--- PROBLEMS TO WORK ON ---
1. Translate this sentence from the Christine Büchner biography into Spanish: "From 1995 to 1997 she worked as a student teacher."
2. Pick up the Christine Büchner biography after its final sentence and carry it forward.

--- TEXT EXCERPT ---
########################################
= Christine Büchner =

German university teacher

Christine Büchner (born 1970 in Frankfurt am Main, West Germany) is a German Roman Catholic theologian and author.

Christine Büchner studied Catholic Theology, German Studies and Latin Philology at Goethe University Frankfurt from 1989 to 1995. From 1995 to 1997 she worked as a student teacher. From 1998 to 1999, the Hanns Seidel Foundation supported her with a doctoral scholarship. From 1999 to 2004 she worked as a research assistant at the Department of Catholic Theology of Goethe University Frankfurt in the field of systematic theology. In 2003, she was awarded her PhD for the work Gottes Kreatur – „ein reines Nichts“? Einheit Gottes als Ermöglichung von Geschöpflichkeit und Personalität im Werk Meister Eckharts. In 2004 and 2005 she studied Sanskrit at the University of Tübingen.
########################################
--- SOURCE MATERIAL ---
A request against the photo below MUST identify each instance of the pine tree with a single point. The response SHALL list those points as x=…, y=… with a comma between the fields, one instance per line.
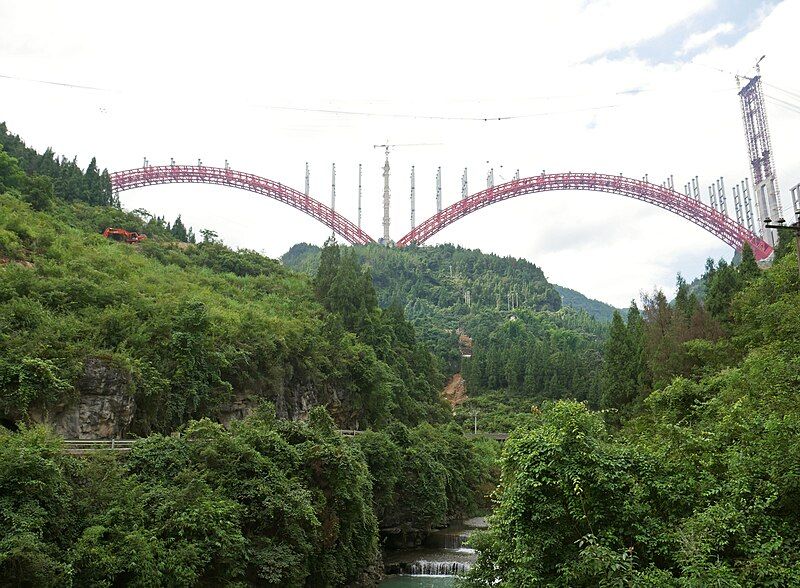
########################################
--- OUTPUTS FOR THE TASKS ---
1. De 1995 a 1997 trabajó como profesora en prácticas.

2.
There she worked as a research assistant at the Faculty of Catholic Theology (Dogmatics and History of Dogma) from 2004 to 2006, where she habilitated in dogmatics and ecumenical theology in 2008 and then taught as a private lecturer from 2008 to 2013. At the same time, she received graduate funding from the University of Tübingen and the Gerda Henkel Foundation. Between 2006 and 2011 she held several teaching positions at Goethe University Frankfurt. From 2007 to 2013 she was a senior teacher in Frankfurt. From 2014 to 2020 she was Professor of Catholic Theology at the University of Hamburg and simultaneously from 2018 to 2020 Deputy Director of the Academy of World Religions there. Since 2020, she has held the Chair of Dogmatics at the Faculty of Catholic Theology at Julius-Maximilians-Universität Würzburg.

Büchner's past and current research is focused on mysticism and spirituality, theology of the gift, theological history of the Middle Ages and the early modern period, interreligious dialogue, and women's theological thinking in the history of theology and in the present –  with special regard to models of the relationship between God and the world.

She is married to the writer Andreas Maier.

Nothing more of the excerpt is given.